* [TASK OBJECTIVE]:
Continue the article on asylum policy and immigrant child detention, starting after its final sentence.

* [TEXT FOR ANALYSIS]:

US Citizenship and Immigration Services (USCIS) is also reportedly considering eliminating the right of any asylum applicant to appear before a judge. “Everything’s on the table,” the DHS official told Politico. “Nothing is ruled out by virtue of having litigation risk.”

In other words, the Constitution and international law are dead letters. These words are a serious threat not only to democratic rights, but also to the physical safety of immigrants.

Thirteen thousand immigrant children are already detained at present, including 200 children who were separated from their parents when the “zero tolerance” program was implemented this spring. In total, over 2,500 children were forcibly taken away from their parents and kept in detention centers around the country. A recent report by the Associated Press shows the government has put some separated children up for adoption in recent years without notifying parents.

Despite this brutality on the part of the government, the Washington Post report was met with near total silence in the bourgeois press, and the issue received scant attention on the Sunday talk shows.

The media silence is part of a pattern that has emerged over the first 18 months of the Trump administration.

* [DATASET RECORDS]:
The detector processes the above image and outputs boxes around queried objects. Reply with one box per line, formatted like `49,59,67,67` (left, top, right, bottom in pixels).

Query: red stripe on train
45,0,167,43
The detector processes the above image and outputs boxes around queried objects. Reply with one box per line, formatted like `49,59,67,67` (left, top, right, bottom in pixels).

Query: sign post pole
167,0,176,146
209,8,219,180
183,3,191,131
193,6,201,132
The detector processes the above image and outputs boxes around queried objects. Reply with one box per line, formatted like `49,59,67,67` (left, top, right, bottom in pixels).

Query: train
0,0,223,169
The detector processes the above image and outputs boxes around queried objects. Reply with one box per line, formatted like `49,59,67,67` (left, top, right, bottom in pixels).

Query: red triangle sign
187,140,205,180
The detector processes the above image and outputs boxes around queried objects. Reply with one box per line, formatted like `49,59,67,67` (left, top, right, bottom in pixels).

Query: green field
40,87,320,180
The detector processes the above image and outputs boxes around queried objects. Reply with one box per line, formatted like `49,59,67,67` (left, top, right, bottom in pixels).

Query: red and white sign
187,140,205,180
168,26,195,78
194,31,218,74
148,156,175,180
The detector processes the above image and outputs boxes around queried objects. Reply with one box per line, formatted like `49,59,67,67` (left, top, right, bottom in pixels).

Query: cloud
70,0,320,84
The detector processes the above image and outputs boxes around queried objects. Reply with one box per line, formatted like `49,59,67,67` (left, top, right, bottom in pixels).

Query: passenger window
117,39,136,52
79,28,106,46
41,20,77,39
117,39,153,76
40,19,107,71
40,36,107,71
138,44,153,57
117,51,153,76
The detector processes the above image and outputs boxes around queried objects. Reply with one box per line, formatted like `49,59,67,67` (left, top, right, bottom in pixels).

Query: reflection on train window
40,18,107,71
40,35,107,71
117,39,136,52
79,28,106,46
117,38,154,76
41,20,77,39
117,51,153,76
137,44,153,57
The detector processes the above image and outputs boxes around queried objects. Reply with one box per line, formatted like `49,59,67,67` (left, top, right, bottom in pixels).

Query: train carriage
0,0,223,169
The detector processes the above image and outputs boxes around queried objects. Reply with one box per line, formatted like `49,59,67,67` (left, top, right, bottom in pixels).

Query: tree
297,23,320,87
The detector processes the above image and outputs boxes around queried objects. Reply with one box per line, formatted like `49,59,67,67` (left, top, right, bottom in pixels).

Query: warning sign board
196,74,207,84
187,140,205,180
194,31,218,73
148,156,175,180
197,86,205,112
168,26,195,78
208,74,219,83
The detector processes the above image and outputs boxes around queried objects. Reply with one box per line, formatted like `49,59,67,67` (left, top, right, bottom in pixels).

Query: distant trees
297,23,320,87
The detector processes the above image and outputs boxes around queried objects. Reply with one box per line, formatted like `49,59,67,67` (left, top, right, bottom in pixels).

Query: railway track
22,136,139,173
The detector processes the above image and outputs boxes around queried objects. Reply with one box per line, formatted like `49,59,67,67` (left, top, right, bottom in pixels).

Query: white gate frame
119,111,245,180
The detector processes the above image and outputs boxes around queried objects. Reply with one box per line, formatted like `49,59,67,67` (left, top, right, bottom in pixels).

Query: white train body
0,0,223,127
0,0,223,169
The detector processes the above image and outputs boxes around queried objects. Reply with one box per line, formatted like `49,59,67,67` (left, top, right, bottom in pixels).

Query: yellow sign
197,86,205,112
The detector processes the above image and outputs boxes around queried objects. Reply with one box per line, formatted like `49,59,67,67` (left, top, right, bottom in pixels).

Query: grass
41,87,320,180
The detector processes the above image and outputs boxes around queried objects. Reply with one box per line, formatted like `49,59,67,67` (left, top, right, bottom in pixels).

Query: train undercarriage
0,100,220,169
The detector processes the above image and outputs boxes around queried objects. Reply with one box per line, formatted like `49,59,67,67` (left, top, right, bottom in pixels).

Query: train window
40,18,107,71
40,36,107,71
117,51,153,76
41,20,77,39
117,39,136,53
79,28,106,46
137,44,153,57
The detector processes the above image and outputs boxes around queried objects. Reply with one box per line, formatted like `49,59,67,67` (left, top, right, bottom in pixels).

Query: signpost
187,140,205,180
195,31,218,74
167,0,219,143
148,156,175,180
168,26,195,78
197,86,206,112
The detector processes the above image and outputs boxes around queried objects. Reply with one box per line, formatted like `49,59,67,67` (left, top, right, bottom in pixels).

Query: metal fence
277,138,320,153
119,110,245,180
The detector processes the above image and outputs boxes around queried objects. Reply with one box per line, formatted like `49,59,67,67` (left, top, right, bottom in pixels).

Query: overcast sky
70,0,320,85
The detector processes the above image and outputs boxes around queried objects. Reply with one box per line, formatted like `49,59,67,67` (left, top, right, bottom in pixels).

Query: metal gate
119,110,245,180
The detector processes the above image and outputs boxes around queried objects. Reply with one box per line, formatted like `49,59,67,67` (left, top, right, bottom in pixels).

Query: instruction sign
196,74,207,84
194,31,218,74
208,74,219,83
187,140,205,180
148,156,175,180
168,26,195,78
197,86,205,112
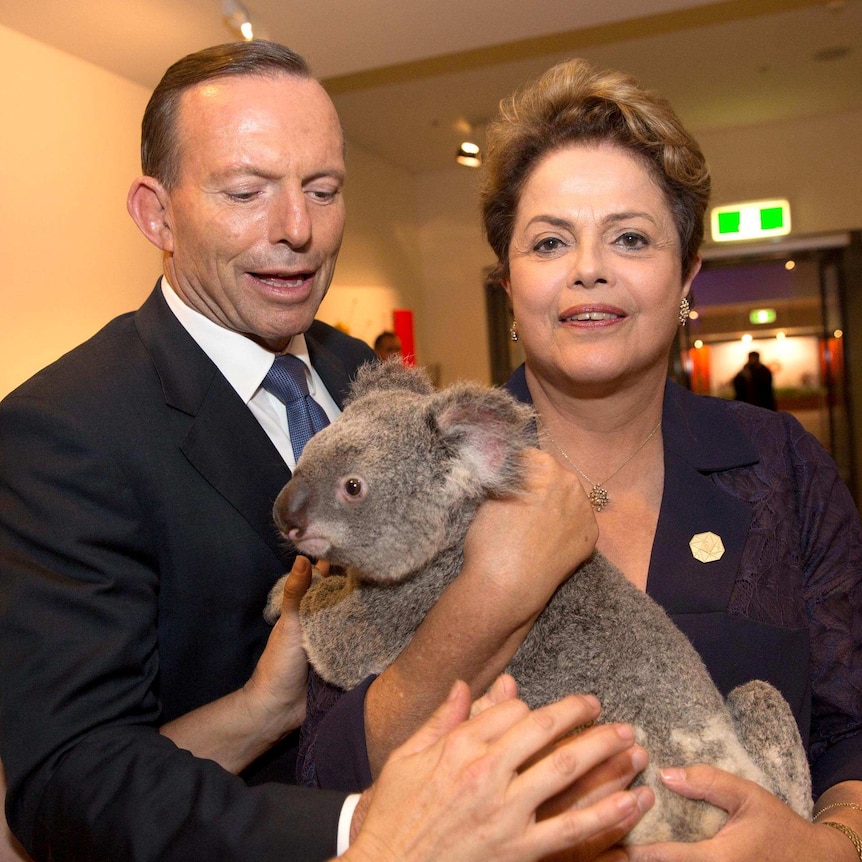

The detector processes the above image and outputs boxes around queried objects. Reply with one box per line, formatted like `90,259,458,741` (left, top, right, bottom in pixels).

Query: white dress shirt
162,276,341,470
162,276,359,856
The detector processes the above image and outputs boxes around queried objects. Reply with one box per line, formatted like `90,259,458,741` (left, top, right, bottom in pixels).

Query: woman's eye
533,236,563,251
617,231,649,248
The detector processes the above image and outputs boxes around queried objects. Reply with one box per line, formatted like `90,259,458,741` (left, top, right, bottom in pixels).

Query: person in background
374,330,401,362
733,350,776,410
0,42,650,862
302,60,862,862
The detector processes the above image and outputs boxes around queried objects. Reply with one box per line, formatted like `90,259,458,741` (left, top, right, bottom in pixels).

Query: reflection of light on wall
709,335,821,397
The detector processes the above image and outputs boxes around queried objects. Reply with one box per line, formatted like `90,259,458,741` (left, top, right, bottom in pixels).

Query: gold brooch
688,533,724,563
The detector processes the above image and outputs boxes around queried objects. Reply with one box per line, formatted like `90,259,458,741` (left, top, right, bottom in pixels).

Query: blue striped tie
263,353,329,461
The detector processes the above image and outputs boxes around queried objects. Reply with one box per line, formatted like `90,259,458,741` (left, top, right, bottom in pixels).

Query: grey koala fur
266,360,812,844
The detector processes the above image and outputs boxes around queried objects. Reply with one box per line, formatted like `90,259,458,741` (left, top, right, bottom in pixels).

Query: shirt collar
162,276,313,404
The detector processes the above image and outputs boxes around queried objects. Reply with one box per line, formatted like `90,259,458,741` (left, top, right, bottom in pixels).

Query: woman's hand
627,766,858,862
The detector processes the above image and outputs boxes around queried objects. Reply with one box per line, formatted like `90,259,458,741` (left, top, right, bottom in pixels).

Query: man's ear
126,177,174,252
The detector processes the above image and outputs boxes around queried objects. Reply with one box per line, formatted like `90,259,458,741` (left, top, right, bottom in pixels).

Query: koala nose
273,475,311,539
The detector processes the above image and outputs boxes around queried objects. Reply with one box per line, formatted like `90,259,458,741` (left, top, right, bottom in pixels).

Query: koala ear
434,383,533,495
346,357,434,403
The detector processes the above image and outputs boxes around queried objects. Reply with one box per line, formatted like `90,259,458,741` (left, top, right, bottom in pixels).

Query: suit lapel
136,285,290,559
305,322,350,408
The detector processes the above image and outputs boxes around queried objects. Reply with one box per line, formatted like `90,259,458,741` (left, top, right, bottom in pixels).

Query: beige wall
0,27,159,395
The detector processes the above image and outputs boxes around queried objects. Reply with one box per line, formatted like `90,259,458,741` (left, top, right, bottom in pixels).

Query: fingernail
617,790,638,814
632,746,649,772
617,724,635,742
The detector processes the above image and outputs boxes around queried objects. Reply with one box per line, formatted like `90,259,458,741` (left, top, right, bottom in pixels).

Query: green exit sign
710,200,790,242
748,308,778,323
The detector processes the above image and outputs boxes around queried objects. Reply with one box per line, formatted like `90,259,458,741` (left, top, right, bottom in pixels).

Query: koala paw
263,575,289,626
263,566,323,626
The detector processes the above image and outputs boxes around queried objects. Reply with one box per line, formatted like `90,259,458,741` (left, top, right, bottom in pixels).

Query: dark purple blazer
0,287,373,862
301,367,862,795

* [ANSWER SPACE]:
First, Trump and his fascist aides implement a ruthless and unprecedented attack on immigrants—i.e., Trump’s initial travel ban, his family separation policy, widespread workplace raids, the abrogation of temporary protected status and the barring of social service recipients from gaining legal status.

Second, the population reacts with shock and horror, voicing widespread opposition to the government for its attack on immigrants, often in the form of mass spontaneous demonstrations.

Third, the Democratic Party either ignores the issue outright or appears at protests to tell demonstrators that their only option is to vote for Democrats in the midterm elections. Fourth, when media attention has died down, the courts rubber stamp Trump’s proposals anyway. Through this sordid process, the political establishment creates conditions for new and more intense attacks on immigrants.

The Trump administration’s policy towards undocumented immigrants is a continuation of a framework that has guided US administrations at least since the mid-1990s. As a recent report by the Migration Policy Institute (MPI) makes clear, the Clinton administration started the multiyear build-up of border enforcement resources and infrastructure under its “deterrence through prevention” strategy.

Under the Bush and Obama administrations, Border Patrol implemented what it called “consequences” intended to raise the practical, psychological and financial costs of crossing the border without documents.

These included returning Mexican crossers to locations far from where they were apprehended, increasing the use of formal deportations (and long-term detentions) rather than simply turning people around at the border, and prosecuting individuals criminally for immigration offenses. Obama, who earned the title of “deporter-in-chief” for deporting over 3 million border crossers during his tenure, also oversaw the establishment of the family detention centers that are now being expanded under Trump.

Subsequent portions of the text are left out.